Short task | Collect every line in the data below that contains the word "Coordinates", and copy each of those lines in full.

* * * * * * *

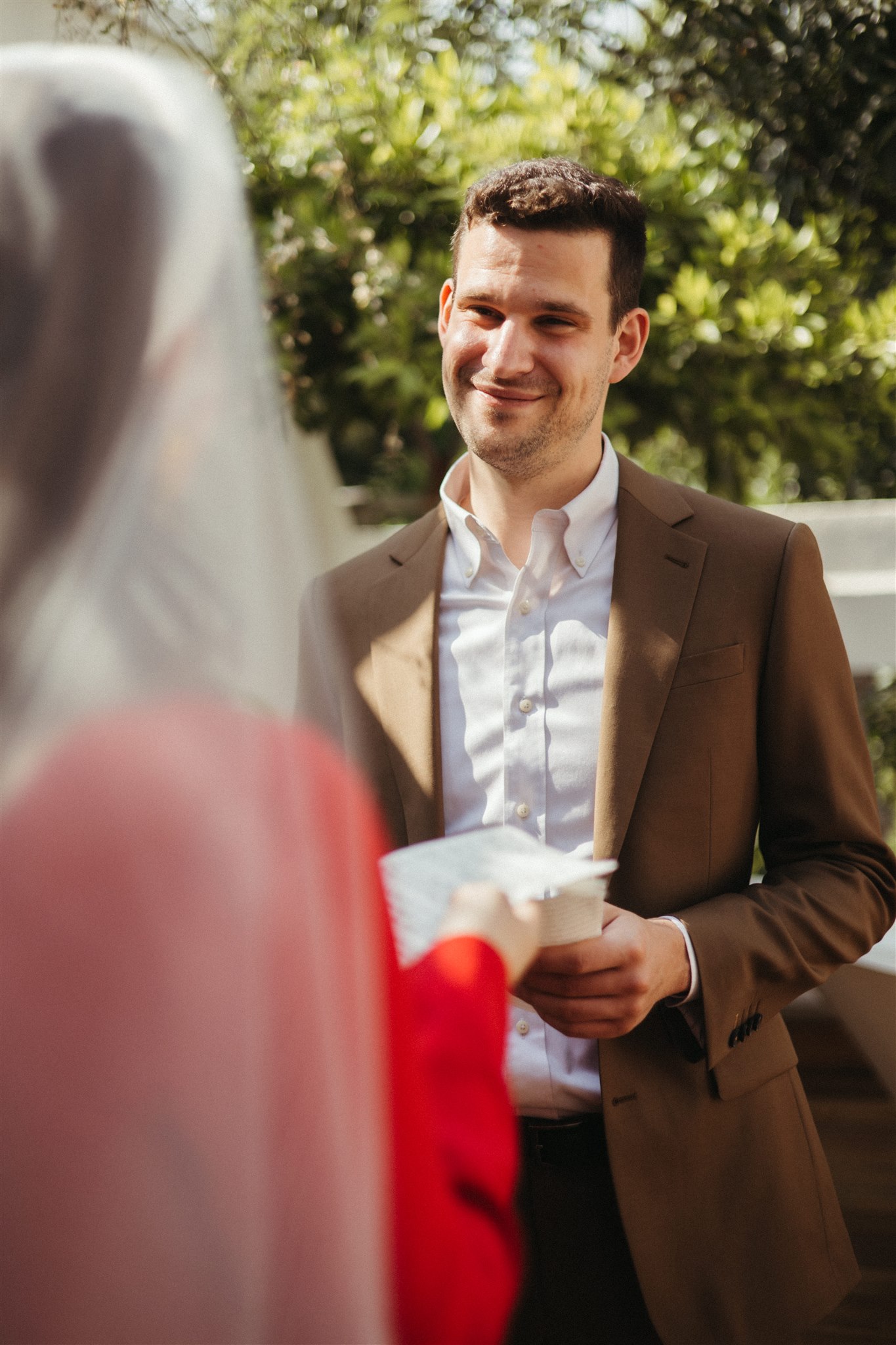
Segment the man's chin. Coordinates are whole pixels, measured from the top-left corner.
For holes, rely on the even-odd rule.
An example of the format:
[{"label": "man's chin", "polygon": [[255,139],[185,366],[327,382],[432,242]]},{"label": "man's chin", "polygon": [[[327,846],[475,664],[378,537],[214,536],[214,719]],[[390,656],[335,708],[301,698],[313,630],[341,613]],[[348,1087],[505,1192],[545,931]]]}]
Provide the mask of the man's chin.
[{"label": "man's chin", "polygon": [[463,443],[482,463],[510,475],[528,475],[544,447],[543,440],[521,440],[519,434],[470,434]]}]

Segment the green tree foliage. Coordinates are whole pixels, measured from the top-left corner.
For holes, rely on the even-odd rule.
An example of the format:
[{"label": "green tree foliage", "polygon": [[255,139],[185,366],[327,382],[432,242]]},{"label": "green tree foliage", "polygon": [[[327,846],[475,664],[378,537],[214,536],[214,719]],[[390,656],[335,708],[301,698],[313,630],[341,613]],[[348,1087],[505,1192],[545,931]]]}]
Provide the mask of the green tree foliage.
[{"label": "green tree foliage", "polygon": [[782,214],[848,210],[896,243],[896,13],[892,0],[669,0],[630,52],[676,104],[752,124],[750,163]]},{"label": "green tree foliage", "polygon": [[[637,28],[647,47],[681,35],[672,3]],[[172,8],[142,5],[157,30]],[[347,482],[404,494],[407,512],[431,498],[459,447],[435,309],[463,191],[563,153],[637,184],[650,211],[653,334],[611,390],[614,443],[754,503],[896,494],[896,288],[869,280],[873,207],[832,178],[797,214],[751,109],[711,83],[685,97],[670,48],[646,70],[635,28],[610,27],[619,8],[215,7],[195,44],[234,108],[298,421],[326,429]]]},{"label": "green tree foliage", "polygon": [[896,672],[884,668],[861,699],[887,839],[896,847]]}]

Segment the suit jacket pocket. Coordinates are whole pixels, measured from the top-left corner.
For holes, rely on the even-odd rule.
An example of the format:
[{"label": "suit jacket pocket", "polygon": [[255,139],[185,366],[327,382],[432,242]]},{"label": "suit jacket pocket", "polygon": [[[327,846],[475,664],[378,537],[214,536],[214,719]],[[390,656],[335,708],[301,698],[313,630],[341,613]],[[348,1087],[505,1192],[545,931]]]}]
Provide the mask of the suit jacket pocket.
[{"label": "suit jacket pocket", "polygon": [[776,1014],[739,1042],[712,1071],[719,1096],[728,1102],[760,1088],[797,1064],[797,1052],[783,1018]]},{"label": "suit jacket pocket", "polygon": [[736,677],[743,670],[743,644],[725,644],[720,650],[686,654],[678,659],[672,687],[674,690],[677,686],[690,686],[693,682],[717,682],[723,677]]}]

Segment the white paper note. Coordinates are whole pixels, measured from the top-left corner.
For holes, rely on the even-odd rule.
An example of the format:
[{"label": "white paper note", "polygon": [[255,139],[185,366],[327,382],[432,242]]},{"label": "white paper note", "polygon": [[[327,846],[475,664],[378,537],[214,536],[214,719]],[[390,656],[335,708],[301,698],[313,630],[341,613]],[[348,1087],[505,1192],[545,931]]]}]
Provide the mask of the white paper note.
[{"label": "white paper note", "polygon": [[394,850],[380,859],[403,964],[435,943],[449,897],[462,882],[496,882],[509,901],[544,900],[541,943],[600,933],[615,859],[575,859],[516,827],[485,827]]}]

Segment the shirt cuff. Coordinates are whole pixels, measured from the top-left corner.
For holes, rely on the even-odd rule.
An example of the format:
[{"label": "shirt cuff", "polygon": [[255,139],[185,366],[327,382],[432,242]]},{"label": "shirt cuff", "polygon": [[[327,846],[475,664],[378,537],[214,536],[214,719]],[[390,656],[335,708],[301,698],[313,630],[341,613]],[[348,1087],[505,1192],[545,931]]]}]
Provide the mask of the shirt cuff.
[{"label": "shirt cuff", "polygon": [[693,944],[690,942],[690,935],[688,933],[688,927],[677,916],[656,916],[657,920],[665,920],[673,924],[681,931],[685,942],[685,948],[688,950],[688,962],[690,963],[690,986],[684,995],[669,995],[662,1002],[670,1009],[681,1009],[682,1005],[689,1005],[700,994],[700,970],[697,968],[697,955],[693,951]]}]

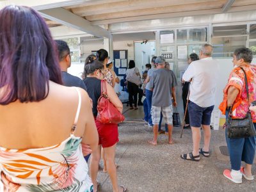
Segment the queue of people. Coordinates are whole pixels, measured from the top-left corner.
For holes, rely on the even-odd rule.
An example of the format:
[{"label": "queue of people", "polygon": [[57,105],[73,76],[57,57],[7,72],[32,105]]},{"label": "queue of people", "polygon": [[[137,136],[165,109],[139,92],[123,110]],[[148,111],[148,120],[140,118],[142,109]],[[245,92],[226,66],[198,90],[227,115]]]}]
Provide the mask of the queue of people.
[{"label": "queue of people", "polygon": [[[97,191],[101,156],[113,191],[126,191],[118,183],[115,161],[118,124],[102,124],[97,118],[102,79],[108,82],[110,102],[120,113],[123,110],[114,90],[118,79],[111,69],[108,51],[100,49],[96,56],[86,58],[81,80],[67,72],[72,52],[66,42],[52,40],[38,12],[28,7],[8,6],[0,11],[0,174],[4,191]],[[189,115],[186,122],[191,128],[193,142],[193,151],[180,156],[184,160],[199,161],[200,155],[211,157],[210,122],[218,77],[212,51],[212,45],[205,44],[198,58],[189,55],[191,62],[182,76],[185,84],[189,82],[190,94],[184,95],[184,99],[188,99]],[[250,107],[256,100],[256,67],[251,65],[252,58],[248,48],[234,52],[234,68],[220,109],[227,118],[243,118],[250,108],[255,127],[255,109]],[[148,142],[157,145],[163,118],[168,143],[173,144],[176,77],[161,56],[153,57],[152,65],[151,68],[147,65],[148,70],[143,76],[143,106],[147,108],[144,120],[154,133]],[[127,81],[130,109],[137,109],[141,77],[132,60]],[[15,121],[10,120],[13,118]],[[201,127],[204,132],[202,148]],[[225,170],[224,176],[235,183],[241,183],[243,176],[253,180],[255,136],[230,138],[226,130],[226,140],[231,170]],[[241,161],[245,166],[241,166]]]}]

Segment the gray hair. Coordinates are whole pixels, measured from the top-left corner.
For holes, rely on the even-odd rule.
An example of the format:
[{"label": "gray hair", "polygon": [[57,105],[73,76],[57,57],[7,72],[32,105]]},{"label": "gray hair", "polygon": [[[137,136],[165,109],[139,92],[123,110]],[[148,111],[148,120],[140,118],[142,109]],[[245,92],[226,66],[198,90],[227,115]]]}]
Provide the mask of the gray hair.
[{"label": "gray hair", "polygon": [[201,51],[204,55],[211,56],[213,51],[212,45],[205,44],[204,45],[202,45]]},{"label": "gray hair", "polygon": [[249,48],[238,48],[236,49],[234,54],[237,60],[243,59],[246,63],[251,63],[253,58],[253,53]]}]

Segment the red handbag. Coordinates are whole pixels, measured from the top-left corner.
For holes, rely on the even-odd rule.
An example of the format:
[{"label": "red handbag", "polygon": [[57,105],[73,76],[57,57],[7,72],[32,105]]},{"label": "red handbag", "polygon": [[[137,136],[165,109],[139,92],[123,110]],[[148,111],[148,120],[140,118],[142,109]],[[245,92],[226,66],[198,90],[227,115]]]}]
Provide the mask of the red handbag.
[{"label": "red handbag", "polygon": [[101,95],[98,100],[97,120],[102,124],[119,124],[124,121],[124,116],[109,101],[106,81],[101,80]]}]

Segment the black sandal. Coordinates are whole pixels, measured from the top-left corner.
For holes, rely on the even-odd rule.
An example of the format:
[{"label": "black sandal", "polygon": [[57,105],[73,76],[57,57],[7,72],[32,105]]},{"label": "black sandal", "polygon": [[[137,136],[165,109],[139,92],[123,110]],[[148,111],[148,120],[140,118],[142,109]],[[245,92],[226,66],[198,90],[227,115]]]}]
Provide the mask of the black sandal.
[{"label": "black sandal", "polygon": [[183,157],[181,155],[180,157],[181,157],[181,159],[184,159],[184,160],[189,160],[189,161],[200,161],[200,159],[195,159],[195,158],[199,158],[200,156],[194,156],[193,155],[192,152],[189,153],[189,155],[190,159],[188,159],[188,154],[183,154]]},{"label": "black sandal", "polygon": [[[202,154],[205,157],[209,157],[210,156],[210,152],[207,151],[204,151],[203,148],[199,148],[199,153]],[[208,156],[205,156],[205,154],[208,154]]]}]

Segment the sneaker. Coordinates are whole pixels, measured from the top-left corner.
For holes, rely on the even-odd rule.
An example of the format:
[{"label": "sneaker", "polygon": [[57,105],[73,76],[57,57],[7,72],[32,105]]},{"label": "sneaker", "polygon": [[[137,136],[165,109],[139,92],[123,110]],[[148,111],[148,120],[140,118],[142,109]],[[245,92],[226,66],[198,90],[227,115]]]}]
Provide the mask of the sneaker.
[{"label": "sneaker", "polygon": [[230,180],[236,184],[242,183],[242,174],[240,174],[241,176],[239,175],[239,174],[238,174],[237,175],[234,175],[234,174],[230,170],[225,170],[223,172],[223,175],[226,178]]},{"label": "sneaker", "polygon": [[146,121],[144,118],[142,118],[142,120],[145,123],[148,123],[148,121]]},{"label": "sneaker", "polygon": [[240,169],[240,172],[243,174],[243,176],[245,178],[246,180],[253,180],[254,179],[254,177],[251,175],[251,176],[246,176],[244,173],[244,168],[241,166]]},{"label": "sneaker", "polygon": [[146,124],[145,124],[145,125],[146,127],[153,127],[153,124],[152,124],[152,125],[150,125],[149,123],[146,123]]}]

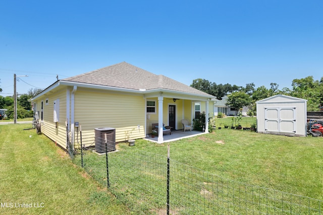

* * * * * * *

Exercise output |
Segment the man's chin. Coordinates are whole pixels, measured from the top-left corner.
Segment the green tree foliage. Coordinates are whole pixels, measured from the top-left corner.
Segment the suit jacket pocket. Coordinates are whole pixels, measured from the top-left corner.
Segment the white paper note. Coordinates are whole pixels, measured from the top-left corner.
Segment the shirt cuff. Coordinates are whole pixels, measured from the top-left corner.
Segment the queue of people. Coordinates are whole pixels, measured from the top-left corner.
Segment the gray hair. Coordinates are whole pixels, measured from the top-left corner.
Segment the red handbag. Coordinates are whole pixels, measured from the top-left corner.
Segment the black sandal. Coordinates are whole pixels, measured from the top-left corner.
Segment the sneaker. Coordinates are whole pixels, measured from the top-left corner.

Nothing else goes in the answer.